Berikut ini akan dijelaskan secara singkat
sejarah bank-bank milik pemerintah, yaitu:
·
Bank Sentral
Bank Sentral di Indonesia adalah Bank Indonesia (BI)
berdasarkan UU No 13 Tahun 1968. Kemudian ditegaskan lagi dnegan UU No 23 Tahun
1999.Bank ini sebelumnya berasal dari De Javasche Bank yang di nasionalkan di
tahun 1951.
·
Bank Rakyat Indonesia dan Bank Expor Impor
Bank ini berasal dari De Algemene Volkscrediet Bank, kemudian di lebur setelah
menjadi bank tunggal dengan nama Bank Nasional Indonesia (BNI) Unit II yang
bergerak di bidang rural dan expor impor (exim), dipisahkan lagi menjadi:
1. Yang membidangi rural
menjadi Bank Rakyat Indonesia dengan UU No 21 Tahun 1968.
2. Yang membidangi Exim
dengan UU No 22 Tahun 1968 menjadi Bank Expor Impor Indonesia.
·
Bank Negara Indonesia (BNI '46)
Bank ini menjalani BNI Unit III dengan UU No 17 Tahun 1968 berubah menjadi Bank
Negara Indonesia '46.
·
Bank Dagang Negara(BDN)
BDN berasal dari Escompto Bank yang di nasionalisasikan dengan PP No 13 Tahun
1960, namun PP (Peraturan Pemerintah) ini dicabut dengan diganti dengan UU No
18 Tahun 1968 menjadi Bank Dagang Negara. BDN merupakan satu-satunya Bank
Pemerintah yangberada diluar Bank Negara Indonesia Unit.
·
Bank Bumi Daya (BBD)
BBD semula berasal dari Nederlandsch Indische Hendles Bank, kemudian menjadi
Nationale Hendles Bank, selanjutnya bank ini menjadi Bank Negara Indonesia Unit
IV dan berdasarkan UU No 19 Tahun 1968 menjadi Bank Bumi Daya.

* * * * *

DAFTAR TUGAS
1) Dalam teks tentang sejarah bank pemerintah, Bank Indonesia berasal dari bank apa, dan pada tahun berapa bank itu dinasionalkan?
2) Ubah paragraf dalam teks tentang sejarah bank pemerintah yang diawali "BDN berasal dari Escompto Bank" menjadi daftar poin singkat berisi fakta-fakta utamanya.

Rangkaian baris
* * * * *

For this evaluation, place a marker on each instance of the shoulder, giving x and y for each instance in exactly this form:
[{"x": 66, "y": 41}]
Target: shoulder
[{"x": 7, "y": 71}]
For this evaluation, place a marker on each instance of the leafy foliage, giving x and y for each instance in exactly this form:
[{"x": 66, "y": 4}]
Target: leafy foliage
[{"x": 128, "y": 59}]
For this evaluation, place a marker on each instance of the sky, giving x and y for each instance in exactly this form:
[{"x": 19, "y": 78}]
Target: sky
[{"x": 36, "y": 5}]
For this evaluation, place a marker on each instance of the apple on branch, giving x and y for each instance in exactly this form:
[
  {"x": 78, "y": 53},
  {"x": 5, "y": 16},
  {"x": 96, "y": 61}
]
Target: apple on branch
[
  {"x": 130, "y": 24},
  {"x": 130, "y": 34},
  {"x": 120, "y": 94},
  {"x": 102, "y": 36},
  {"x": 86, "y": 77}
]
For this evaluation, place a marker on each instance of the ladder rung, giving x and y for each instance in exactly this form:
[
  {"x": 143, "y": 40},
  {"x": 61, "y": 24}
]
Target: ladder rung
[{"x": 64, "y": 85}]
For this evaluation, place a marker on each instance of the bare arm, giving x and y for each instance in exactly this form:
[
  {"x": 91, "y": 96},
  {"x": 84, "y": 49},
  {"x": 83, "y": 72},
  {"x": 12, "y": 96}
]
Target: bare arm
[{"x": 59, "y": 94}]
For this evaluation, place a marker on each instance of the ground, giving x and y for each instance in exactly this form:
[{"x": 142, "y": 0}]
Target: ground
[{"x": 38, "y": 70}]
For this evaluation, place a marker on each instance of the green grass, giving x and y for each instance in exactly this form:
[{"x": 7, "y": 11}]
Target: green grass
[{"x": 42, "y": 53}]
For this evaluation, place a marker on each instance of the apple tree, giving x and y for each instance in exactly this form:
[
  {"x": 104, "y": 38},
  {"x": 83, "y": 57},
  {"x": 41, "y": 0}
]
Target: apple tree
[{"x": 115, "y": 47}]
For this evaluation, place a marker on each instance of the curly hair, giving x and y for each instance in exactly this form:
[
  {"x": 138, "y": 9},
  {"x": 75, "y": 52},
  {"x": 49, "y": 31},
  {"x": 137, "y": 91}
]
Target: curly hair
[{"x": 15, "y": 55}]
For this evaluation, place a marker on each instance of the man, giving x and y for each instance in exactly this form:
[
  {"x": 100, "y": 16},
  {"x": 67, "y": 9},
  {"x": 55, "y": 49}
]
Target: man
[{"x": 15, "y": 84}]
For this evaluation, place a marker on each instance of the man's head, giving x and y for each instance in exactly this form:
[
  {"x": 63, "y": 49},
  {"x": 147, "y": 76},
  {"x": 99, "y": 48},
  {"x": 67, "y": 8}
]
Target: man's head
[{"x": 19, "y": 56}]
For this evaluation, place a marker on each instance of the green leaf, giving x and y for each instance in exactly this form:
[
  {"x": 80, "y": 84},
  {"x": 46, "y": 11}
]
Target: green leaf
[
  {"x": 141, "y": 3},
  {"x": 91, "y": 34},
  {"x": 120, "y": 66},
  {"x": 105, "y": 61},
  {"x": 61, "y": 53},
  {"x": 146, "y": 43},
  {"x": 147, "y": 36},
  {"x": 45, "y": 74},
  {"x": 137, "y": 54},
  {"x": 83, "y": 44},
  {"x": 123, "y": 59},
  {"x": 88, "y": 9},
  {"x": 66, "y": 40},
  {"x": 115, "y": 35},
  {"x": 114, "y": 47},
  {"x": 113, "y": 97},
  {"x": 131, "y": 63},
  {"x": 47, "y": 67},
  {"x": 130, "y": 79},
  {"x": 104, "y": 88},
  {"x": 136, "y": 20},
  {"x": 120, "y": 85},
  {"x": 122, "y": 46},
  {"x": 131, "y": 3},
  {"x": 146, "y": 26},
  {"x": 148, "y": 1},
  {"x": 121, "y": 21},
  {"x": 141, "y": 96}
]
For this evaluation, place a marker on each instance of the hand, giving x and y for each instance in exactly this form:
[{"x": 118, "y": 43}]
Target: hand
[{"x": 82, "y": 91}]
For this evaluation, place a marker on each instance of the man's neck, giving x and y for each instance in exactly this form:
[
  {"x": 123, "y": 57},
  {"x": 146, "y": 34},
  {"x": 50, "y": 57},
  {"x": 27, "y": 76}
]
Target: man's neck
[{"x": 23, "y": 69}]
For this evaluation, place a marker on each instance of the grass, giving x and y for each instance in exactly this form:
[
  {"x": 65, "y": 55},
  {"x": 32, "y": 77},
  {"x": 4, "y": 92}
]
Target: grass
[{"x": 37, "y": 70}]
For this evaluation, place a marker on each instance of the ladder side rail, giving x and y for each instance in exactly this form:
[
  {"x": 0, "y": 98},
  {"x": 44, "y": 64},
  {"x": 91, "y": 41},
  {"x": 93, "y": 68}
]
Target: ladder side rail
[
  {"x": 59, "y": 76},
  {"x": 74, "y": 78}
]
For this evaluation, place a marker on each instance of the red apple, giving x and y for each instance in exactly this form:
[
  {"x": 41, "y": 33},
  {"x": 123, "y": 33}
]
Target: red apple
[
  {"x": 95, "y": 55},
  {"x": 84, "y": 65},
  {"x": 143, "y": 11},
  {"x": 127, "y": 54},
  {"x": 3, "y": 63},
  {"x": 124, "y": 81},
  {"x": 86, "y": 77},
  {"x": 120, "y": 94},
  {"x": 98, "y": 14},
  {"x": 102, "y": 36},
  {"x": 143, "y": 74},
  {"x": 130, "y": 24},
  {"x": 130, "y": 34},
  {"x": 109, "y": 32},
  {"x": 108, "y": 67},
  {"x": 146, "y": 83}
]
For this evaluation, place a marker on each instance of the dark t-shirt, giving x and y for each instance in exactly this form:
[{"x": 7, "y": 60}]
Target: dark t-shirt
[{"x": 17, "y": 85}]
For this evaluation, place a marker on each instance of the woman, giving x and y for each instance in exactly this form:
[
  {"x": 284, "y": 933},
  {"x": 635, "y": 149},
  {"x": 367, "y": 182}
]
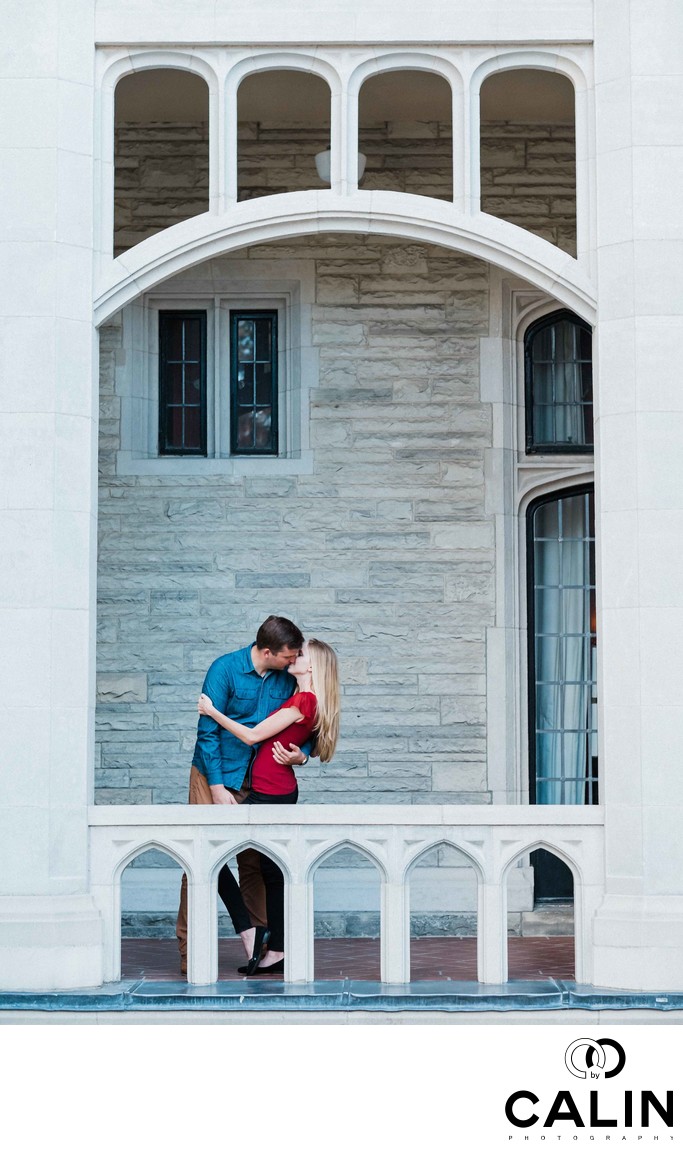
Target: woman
[{"x": 312, "y": 710}]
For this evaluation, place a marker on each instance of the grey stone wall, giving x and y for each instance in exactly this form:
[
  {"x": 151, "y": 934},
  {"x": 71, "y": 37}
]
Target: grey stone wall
[
  {"x": 528, "y": 171},
  {"x": 385, "y": 551}
]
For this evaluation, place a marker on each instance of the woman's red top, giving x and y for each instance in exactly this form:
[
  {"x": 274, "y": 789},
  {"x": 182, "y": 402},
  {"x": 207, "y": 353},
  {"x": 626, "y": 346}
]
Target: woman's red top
[{"x": 268, "y": 776}]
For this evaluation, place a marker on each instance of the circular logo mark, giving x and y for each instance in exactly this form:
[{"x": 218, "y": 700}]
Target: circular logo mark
[{"x": 595, "y": 1052}]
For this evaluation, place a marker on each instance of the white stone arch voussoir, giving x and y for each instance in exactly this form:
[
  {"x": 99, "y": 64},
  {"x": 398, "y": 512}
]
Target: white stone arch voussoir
[
  {"x": 406, "y": 61},
  {"x": 577, "y": 875},
  {"x": 465, "y": 849},
  {"x": 565, "y": 64},
  {"x": 151, "y": 844},
  {"x": 278, "y": 61},
  {"x": 389, "y": 214},
  {"x": 227, "y": 851},
  {"x": 127, "y": 64},
  {"x": 331, "y": 849}
]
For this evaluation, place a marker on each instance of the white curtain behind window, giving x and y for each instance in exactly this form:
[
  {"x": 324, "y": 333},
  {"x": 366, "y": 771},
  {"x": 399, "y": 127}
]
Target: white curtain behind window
[{"x": 563, "y": 664}]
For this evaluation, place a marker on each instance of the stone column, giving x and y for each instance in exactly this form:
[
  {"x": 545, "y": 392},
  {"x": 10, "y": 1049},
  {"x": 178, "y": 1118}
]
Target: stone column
[
  {"x": 638, "y": 929},
  {"x": 50, "y": 930}
]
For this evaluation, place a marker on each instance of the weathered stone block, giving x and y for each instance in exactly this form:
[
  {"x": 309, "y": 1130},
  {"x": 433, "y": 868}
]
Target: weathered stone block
[{"x": 125, "y": 688}]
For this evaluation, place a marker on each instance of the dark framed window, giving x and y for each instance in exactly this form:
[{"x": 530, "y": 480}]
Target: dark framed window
[
  {"x": 182, "y": 383},
  {"x": 559, "y": 384},
  {"x": 562, "y": 644},
  {"x": 253, "y": 383}
]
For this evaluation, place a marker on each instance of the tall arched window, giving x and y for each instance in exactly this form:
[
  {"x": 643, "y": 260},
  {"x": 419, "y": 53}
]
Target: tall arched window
[
  {"x": 562, "y": 705},
  {"x": 559, "y": 384}
]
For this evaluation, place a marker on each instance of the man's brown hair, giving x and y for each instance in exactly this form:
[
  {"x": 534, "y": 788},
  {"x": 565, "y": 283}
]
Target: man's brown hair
[{"x": 276, "y": 633}]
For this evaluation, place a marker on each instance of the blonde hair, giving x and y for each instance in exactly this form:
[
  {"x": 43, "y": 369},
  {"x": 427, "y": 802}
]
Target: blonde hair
[{"x": 325, "y": 688}]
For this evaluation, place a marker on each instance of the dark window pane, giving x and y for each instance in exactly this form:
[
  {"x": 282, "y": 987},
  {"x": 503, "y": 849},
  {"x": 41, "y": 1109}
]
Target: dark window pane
[
  {"x": 262, "y": 428},
  {"x": 263, "y": 350},
  {"x": 192, "y": 428},
  {"x": 174, "y": 435},
  {"x": 174, "y": 383},
  {"x": 559, "y": 385},
  {"x": 562, "y": 651},
  {"x": 192, "y": 342},
  {"x": 182, "y": 383},
  {"x": 253, "y": 382},
  {"x": 263, "y": 383},
  {"x": 245, "y": 340},
  {"x": 245, "y": 434},
  {"x": 174, "y": 339}
]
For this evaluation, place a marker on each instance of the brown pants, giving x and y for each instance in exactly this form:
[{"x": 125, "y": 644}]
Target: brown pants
[{"x": 251, "y": 881}]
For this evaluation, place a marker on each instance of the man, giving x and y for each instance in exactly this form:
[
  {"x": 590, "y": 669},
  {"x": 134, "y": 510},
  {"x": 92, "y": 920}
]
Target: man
[{"x": 246, "y": 684}]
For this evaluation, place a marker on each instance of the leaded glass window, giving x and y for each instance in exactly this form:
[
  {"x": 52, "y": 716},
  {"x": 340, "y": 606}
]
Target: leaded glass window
[
  {"x": 559, "y": 384},
  {"x": 563, "y": 751},
  {"x": 182, "y": 383},
  {"x": 253, "y": 383}
]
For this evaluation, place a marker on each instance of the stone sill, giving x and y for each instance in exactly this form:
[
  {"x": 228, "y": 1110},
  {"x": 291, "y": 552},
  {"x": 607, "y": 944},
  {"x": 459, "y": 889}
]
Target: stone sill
[
  {"x": 345, "y": 814},
  {"x": 342, "y": 997}
]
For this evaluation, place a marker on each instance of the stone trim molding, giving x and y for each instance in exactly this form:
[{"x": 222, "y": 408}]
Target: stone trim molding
[
  {"x": 463, "y": 67},
  {"x": 201, "y": 838}
]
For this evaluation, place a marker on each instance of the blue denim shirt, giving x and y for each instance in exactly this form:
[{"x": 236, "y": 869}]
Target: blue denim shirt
[{"x": 236, "y": 689}]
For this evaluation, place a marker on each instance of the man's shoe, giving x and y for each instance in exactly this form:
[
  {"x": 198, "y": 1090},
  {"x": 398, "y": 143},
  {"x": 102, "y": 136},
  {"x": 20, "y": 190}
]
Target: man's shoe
[
  {"x": 274, "y": 968},
  {"x": 261, "y": 936}
]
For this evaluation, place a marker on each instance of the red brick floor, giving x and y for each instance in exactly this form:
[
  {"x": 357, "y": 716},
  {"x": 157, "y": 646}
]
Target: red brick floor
[{"x": 437, "y": 959}]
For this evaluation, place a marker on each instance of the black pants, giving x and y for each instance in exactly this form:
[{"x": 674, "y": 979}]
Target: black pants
[{"x": 273, "y": 879}]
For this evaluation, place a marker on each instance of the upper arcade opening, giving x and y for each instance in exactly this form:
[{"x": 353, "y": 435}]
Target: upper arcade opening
[
  {"x": 283, "y": 123},
  {"x": 161, "y": 153},
  {"x": 406, "y": 133},
  {"x": 528, "y": 152}
]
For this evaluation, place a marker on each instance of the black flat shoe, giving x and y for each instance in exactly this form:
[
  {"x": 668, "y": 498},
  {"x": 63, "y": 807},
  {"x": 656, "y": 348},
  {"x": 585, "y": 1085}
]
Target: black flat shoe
[
  {"x": 261, "y": 936},
  {"x": 274, "y": 968}
]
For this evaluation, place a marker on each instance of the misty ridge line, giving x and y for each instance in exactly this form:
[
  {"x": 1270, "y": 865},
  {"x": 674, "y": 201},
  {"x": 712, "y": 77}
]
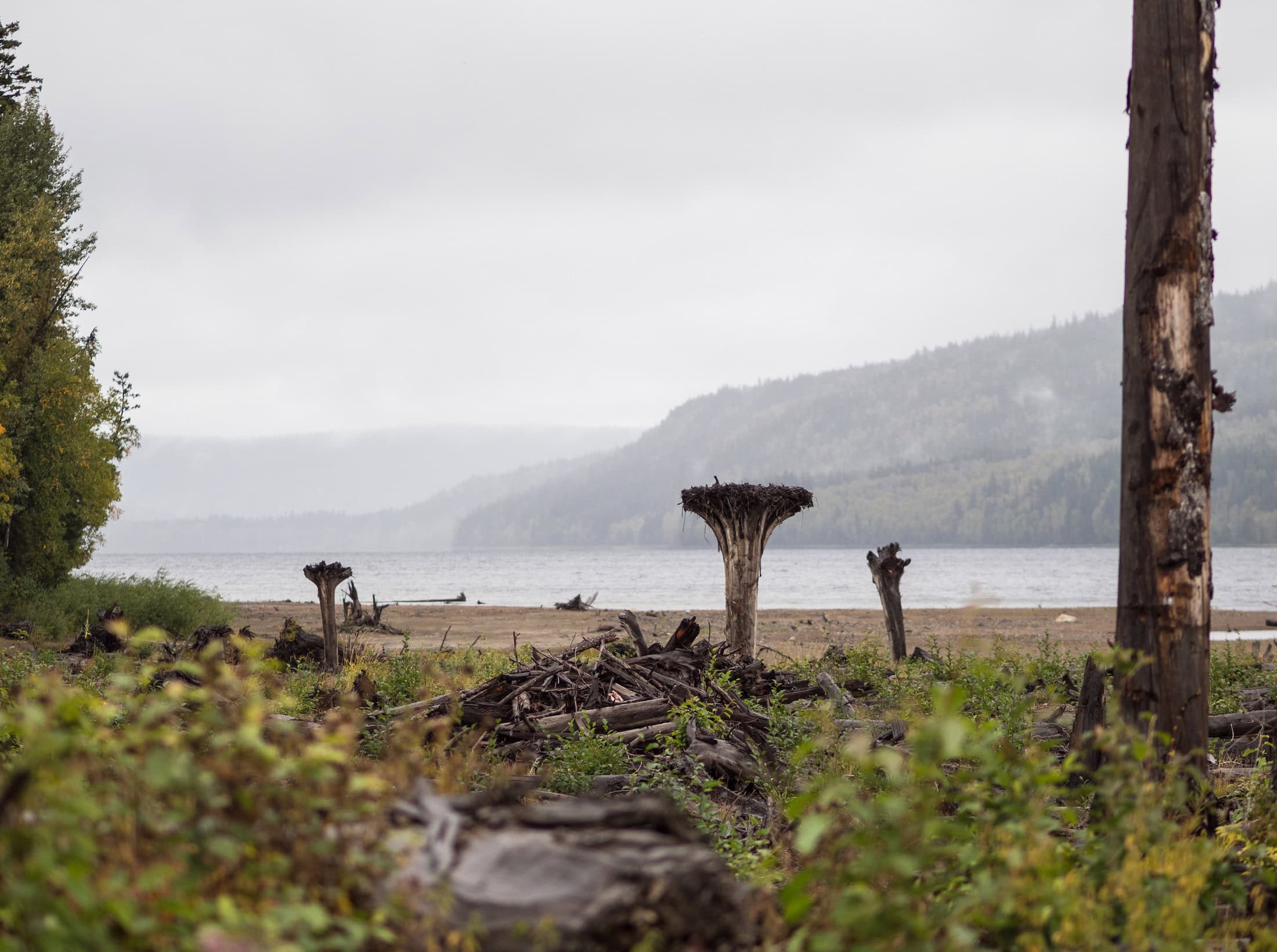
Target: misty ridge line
[{"x": 1007, "y": 439}]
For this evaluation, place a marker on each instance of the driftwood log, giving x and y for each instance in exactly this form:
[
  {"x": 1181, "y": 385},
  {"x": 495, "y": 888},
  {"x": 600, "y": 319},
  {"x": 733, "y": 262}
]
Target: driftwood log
[
  {"x": 1090, "y": 715},
  {"x": 576, "y": 604},
  {"x": 742, "y": 518},
  {"x": 886, "y": 568},
  {"x": 355, "y": 615},
  {"x": 1243, "y": 724},
  {"x": 603, "y": 873},
  {"x": 326, "y": 578}
]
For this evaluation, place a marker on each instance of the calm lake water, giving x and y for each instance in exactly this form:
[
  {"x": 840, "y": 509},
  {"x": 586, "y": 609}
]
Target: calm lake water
[{"x": 692, "y": 578}]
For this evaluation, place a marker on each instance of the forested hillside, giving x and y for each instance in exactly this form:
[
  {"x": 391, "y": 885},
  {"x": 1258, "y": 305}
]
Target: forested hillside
[{"x": 995, "y": 441}]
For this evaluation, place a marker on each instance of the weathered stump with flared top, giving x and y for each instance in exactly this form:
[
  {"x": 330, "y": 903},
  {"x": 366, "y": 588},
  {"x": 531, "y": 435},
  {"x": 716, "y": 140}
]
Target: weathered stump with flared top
[
  {"x": 744, "y": 517},
  {"x": 886, "y": 568},
  {"x": 327, "y": 576}
]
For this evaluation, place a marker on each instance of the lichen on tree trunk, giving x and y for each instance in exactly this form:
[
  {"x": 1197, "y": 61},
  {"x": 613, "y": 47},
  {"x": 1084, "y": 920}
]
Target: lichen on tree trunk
[
  {"x": 742, "y": 518},
  {"x": 1164, "y": 600}
]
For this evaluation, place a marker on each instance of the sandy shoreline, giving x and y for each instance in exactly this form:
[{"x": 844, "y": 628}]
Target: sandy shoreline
[{"x": 789, "y": 630}]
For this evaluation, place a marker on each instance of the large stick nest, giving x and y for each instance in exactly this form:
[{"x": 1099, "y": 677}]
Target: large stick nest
[{"x": 726, "y": 500}]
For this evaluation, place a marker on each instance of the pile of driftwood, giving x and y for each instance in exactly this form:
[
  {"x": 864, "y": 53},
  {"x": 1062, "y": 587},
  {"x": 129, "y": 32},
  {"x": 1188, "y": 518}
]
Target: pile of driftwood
[{"x": 631, "y": 690}]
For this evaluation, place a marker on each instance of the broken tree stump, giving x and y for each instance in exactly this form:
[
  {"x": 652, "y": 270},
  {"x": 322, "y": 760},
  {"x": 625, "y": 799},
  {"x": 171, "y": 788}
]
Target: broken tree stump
[
  {"x": 886, "y": 568},
  {"x": 602, "y": 873},
  {"x": 631, "y": 624},
  {"x": 742, "y": 518},
  {"x": 326, "y": 578}
]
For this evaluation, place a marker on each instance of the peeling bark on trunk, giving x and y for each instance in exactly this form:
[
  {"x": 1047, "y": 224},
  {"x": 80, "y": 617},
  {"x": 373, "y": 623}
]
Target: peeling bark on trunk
[
  {"x": 1164, "y": 598},
  {"x": 742, "y": 518},
  {"x": 888, "y": 568},
  {"x": 327, "y": 576}
]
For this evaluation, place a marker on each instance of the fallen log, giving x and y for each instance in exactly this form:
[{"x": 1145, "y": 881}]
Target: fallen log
[
  {"x": 576, "y": 604},
  {"x": 1090, "y": 716},
  {"x": 603, "y": 873},
  {"x": 1242, "y": 724}
]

* * * * *

JAWABAN TIAP TUGAS
1) Bank Indonesia berasal dari De Javasche Bank, yang dinasionalkan pada tahun 1951.

2)
- BDN berasal dari Escompto Bank.
- Escompto Bank dinasionalisasikan dengan PP No 13 Tahun 1960.
- PP tersebut dicabut dan diganti dengan UU No 18 Tahun 1968, yang menjadikannya Bank Dagang Negara.
- BDN adalah satu-satunya bank pemerintah yang berada di luar Bank Negara Indonesia Unit.